**STATED GOAL 1**
Please copy the personal essay, starting with "At 26 years" and going on through "experiences changes that.", and substitute "thankful" for "grateful".

At 26 years old, I'm still uncomfortable. Despite that though, I am incredibly grateful for the space that I’m in as an adult. To be able to have these conversations and understanding is so much more valuable and necessary than I ever realized. I’ve lived a life that’s filled with traumatic experiences and yet not a single one of them define who I am as a person. I know my value and my worth and not a single one of my less than stellar life experiences changes that.
I found myself at a point where I was finally ready to share some of the details of what happened. We seem to be starting a new culture of holding pedophiles, rapists, and all others of the like, accountable for their fucked-up actions. It’s heartwarming in a sense to see so many women and men share their stories. Knowing that you’re not alone in these traumatic experiences makes all the difference in the world. I’m generally a pretty private person, and I keep a lot of my life traumas to myself. I don’t think it’s necessary to share and relive everything. There are things that I think the world needs to know about though. Child molestation being one of them. As a society we have to do better to protect our children. We also have to believe them when they do speak up. I may not have said anything, but there are kids who do vocalize the abuse they’re experiencing, only to be scolded and ignored. I know it’s hard to believe that grown ass men and women are violating children the way that they are, but it’s a reality we have to face.
Celebrate your victories, your growth, and most importantly your life as a whole. You've come so far and there's still so much more ground to cover. You're only just getting started. Life is filled with so much joy and abundance, you just have to keep going.

**DATA FOR THE TASK**
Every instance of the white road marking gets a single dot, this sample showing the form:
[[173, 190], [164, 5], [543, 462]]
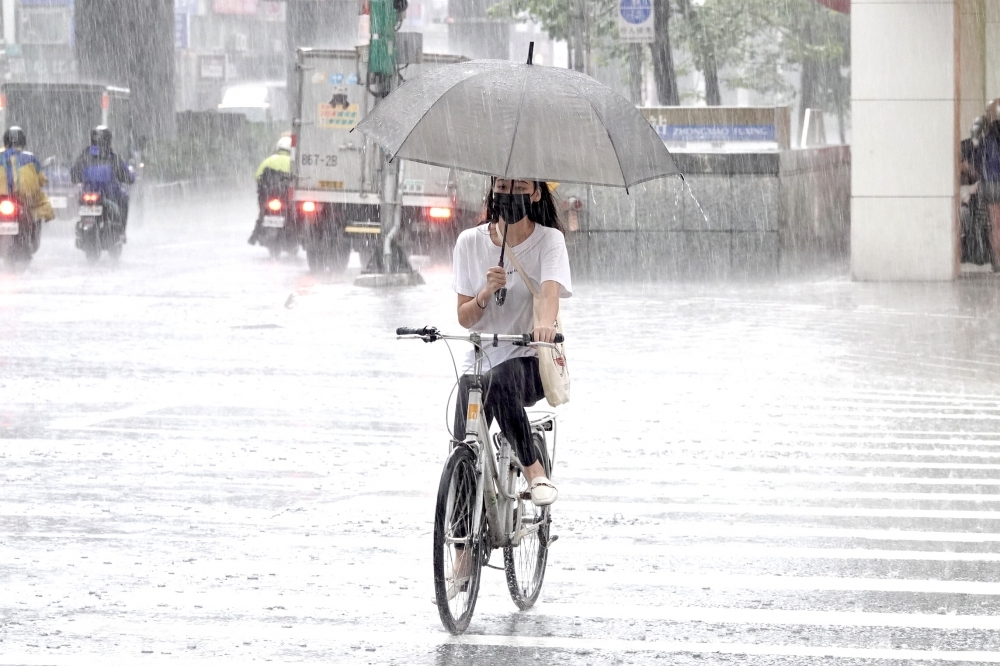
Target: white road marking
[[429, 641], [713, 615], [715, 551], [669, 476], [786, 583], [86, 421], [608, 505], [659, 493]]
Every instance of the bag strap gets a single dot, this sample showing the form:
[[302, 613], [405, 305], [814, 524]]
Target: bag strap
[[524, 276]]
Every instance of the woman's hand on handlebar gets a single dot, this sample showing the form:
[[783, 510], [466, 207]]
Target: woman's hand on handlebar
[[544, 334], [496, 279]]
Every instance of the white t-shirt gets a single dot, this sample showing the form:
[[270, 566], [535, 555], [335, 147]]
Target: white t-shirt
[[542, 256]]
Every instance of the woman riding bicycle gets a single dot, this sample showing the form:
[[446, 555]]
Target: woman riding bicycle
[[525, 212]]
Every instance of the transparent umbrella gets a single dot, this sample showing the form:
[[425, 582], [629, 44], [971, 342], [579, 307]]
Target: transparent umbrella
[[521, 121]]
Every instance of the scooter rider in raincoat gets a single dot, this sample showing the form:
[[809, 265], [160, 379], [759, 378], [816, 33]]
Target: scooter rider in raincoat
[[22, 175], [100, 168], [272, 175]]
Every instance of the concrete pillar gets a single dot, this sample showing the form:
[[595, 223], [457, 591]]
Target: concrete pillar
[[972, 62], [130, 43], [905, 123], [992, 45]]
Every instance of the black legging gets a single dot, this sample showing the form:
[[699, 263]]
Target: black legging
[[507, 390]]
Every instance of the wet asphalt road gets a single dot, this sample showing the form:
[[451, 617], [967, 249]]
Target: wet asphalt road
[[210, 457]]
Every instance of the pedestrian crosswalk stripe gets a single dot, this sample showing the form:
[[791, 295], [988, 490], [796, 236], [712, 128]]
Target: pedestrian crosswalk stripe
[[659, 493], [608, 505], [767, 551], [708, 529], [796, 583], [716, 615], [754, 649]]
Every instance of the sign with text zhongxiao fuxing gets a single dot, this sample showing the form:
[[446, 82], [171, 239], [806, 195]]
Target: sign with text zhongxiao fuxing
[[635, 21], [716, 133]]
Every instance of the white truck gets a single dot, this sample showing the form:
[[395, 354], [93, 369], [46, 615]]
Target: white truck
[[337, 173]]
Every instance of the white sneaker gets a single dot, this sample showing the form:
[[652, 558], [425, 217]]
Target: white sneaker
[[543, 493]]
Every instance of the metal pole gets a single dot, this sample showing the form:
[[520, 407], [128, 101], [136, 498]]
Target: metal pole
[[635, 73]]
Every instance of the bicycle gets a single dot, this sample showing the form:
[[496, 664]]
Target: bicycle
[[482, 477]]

**STATED GOAL 2**
Echo the lines of the entries word for word, starting with the line with "Every instance of the scooter" and going on through the line with "[[635, 21], [716, 133]]", both included.

**TASK RESULT 1**
At 26 years old, I'm still uncomfortable. Despite that though, I am incredibly thankful for the space that I’m in as an adult. To be able to have these conversations and understanding is so much more valuable and necessary than I ever realized. I’ve lived a life that’s filled with traumatic experiences and yet not a single one of them define who I am as a person. I know my value and my worth and not a single one of my less than stellar life experiences changes that.

**TASK RESULT 2**
Every instance of the scooter rider in raincoat gets a single dot, this sample showing the form:
[[809, 265], [160, 379], [759, 378], [816, 33]]
Target: scooter rider in raincoat
[[22, 175], [100, 168], [272, 175]]
Every instance of the concrete pillar gets a single dot, this sample showing the form:
[[595, 223], [457, 591]]
Target: concrete pillar
[[972, 62], [130, 43], [905, 123], [992, 45]]
Every instance of the black legging gets a single dot, this sample showing the form:
[[699, 263]]
Target: black legging
[[507, 390]]
Every instance of the wet asphalt road gets a single dot, this sample showing the form:
[[451, 617], [967, 249]]
Target: wet asphalt road
[[210, 457]]
Every instance of the pedestrian crosswalk stripe gets a single dot, this sample showing the form:
[[791, 295], [988, 490], [796, 236], [712, 128]]
Target: pedestrian crosswalk stripe
[[659, 493], [608, 505], [767, 551], [708, 529], [796, 583], [716, 615], [754, 649]]
Every instance of the sign with text zhongxiao fuxing gets a single dot, this sample showing the form:
[[446, 82], [171, 239], [806, 195]]
Target: sign with text zhongxiao fuxing
[[635, 21], [716, 133]]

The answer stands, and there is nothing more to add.